▶ _DOCUMENT TEXT_
Reading to children can make you a better leader

I was told of the benefits of reading to children. It would aid in their development, help them acquire a love for learning and strengthen the bond between parent and child. But I did not count on the collateral or ancillary advantages I would receive. Of course, I was excited and encouraged by the interaction and the way I was able to connect to my children. But, with each story, nursery rhyme or fable I began to associate their content with the people I managed in the workplace. Their content gave me new insights into executing my role as a leader.

When I returned to work I found that I began to incorporate some of the very language and concepts from the literature I read to my kids the night before. Aesop’s Fables were always good with life lessons. Androcles and the lion taught me the value of helping everyone no matter how small because you never knew when they could help you. The story was about a mouse who returned a favor by saving a lion that was caught in a hunter’s net. The Emperor’s new clothes by Hans Christian Andersen had many applications to corporate culture. The failure to speak to power brought on by fear and ego was a natural metaphor. The practice of using children literature to clarify leadership principles is widespread today with articles and books about the Goldilocks Leadership Style. There are books such as, The Oz Principle by Roger Connors, Tom Smith and Craig Hickman, and Our Emperor’s have no clothes by Alan Weiss and Emperor’s Clothes by Catherine Mc Guinness. They use the aforementioned classic as inspiration for their works.

Reading children stories make managerial principles fresh and exciting. Many people can relate to them and feel connected to the subject. It takes us back to our childhood and the rich and often forgotten lessons from our youth. I read the classic fable of the hare and the tortoise. I walked into work with a new perspective. The morale of the story is that “plodding wins the race,” emphasizing the value of persistence. But when I arrived at work, I placed a different spin on the classic story. I asked my managers, “Who would you rather be the hare or the tortoise?” After a light discussion, I announced that I would rather be a hare that did not sleep. In our fast paced world, a company could seldom afford to hire a large number of workers who always started and finished slowly. We needed people to get out of the starting blocks quickly, master the information around their jobs and get up the learning curve in record time. We needed speed merchants who were confident, with stamina and awareness of the danger of underestimating their competition and the needs of their customers.

Another principle that was reinforced was the idea of performing with a winning attitude, while may have involved faking it until making it was a reality. My daughter was nearly 3 years old and was at the swimming pool with my wife and her mother. She was reciting a book out loud. It was the book I read to her before bed. As she moved to the bottom of each page, she moved her eyes to the top of the next page or turned the page as appropriate. “The man was flabbergasted,” she said. A woman next to her was astonished by her apparent reading skills at such a young age. She did not realize that my daughter had merely memorized every word on every page in the book and turned the pages appropriately, on her way to learning how to read. As leaders we must sometimes show courage and strength in a positive outcome even when we are not 100% certain, until the result is achieved.

▶ _GIVEN EXERCISE 1_
In two sentences, how would you sum up the text about reading to children and leadership?
▶ _GIVEN EXERCISE 2_
From the rows, extract everything from the line containing "# Outline the region of every instance of the worker's" down to the line containing "--target worker's boot", including both of those lines, copied word for word.
The text and the rows that follow it are separate, unrelated material.

▶ _LISTED RECORDS_

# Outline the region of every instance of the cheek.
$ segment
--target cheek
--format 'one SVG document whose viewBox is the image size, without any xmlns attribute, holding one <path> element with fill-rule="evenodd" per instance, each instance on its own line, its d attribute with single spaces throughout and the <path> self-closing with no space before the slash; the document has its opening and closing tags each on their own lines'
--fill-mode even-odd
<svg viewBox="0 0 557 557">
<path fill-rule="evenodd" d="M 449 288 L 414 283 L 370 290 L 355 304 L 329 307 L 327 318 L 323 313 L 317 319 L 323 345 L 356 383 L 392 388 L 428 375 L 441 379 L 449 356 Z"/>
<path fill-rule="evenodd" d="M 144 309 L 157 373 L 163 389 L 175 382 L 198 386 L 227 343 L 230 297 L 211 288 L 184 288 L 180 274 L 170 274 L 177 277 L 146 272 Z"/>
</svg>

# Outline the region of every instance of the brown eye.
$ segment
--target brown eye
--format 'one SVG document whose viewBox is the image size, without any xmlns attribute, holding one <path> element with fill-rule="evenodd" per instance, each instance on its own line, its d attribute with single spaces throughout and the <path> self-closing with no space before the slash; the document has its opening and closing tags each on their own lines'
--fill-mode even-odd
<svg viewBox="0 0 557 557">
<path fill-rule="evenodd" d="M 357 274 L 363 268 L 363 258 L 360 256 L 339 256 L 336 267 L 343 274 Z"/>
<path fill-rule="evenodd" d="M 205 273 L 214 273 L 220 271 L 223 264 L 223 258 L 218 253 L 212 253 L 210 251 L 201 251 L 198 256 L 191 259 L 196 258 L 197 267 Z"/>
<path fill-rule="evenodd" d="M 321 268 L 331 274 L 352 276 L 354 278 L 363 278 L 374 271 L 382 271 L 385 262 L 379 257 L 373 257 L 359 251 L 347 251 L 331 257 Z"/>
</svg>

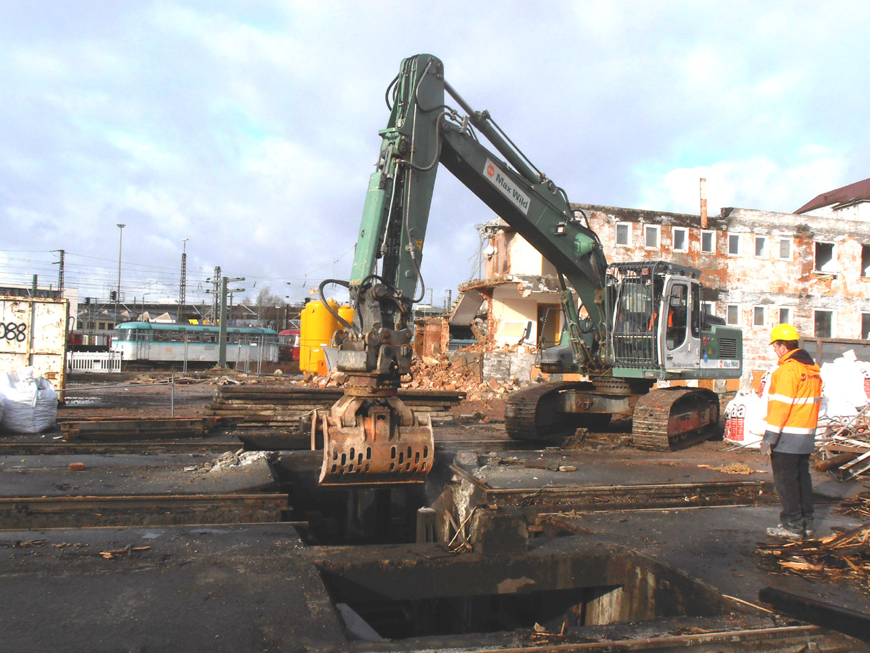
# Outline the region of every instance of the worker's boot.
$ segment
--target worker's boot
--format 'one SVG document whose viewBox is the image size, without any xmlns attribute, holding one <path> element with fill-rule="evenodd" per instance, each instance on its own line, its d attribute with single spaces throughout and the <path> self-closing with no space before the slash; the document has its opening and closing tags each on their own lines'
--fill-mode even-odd
<svg viewBox="0 0 870 653">
<path fill-rule="evenodd" d="M 767 528 L 767 535 L 771 537 L 777 537 L 780 540 L 791 540 L 792 542 L 800 542 L 804 539 L 803 532 L 792 530 L 782 524 L 779 524 L 775 528 Z"/>
</svg>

▶ _WRITTEN SOLUTION 1_
Reading stories, rhymes and fables to children gave the writer insights into leading people at work, with tales such as Aesop's Fables and The Emperor's new clothes supplying lessons, and children's literature is widely used today to clarify leadership principles. The writer recast the hare and the tortoise to favor a hare that did not sleep, and used a daughter's memorized recital of a book to show that leaders must sometimes show confidence in a positive outcome before they are certain of it.

▶ _WRITTEN SOLUTION 2_
# Outline the region of every instance of the worker's boot.
$ segment
--target worker's boot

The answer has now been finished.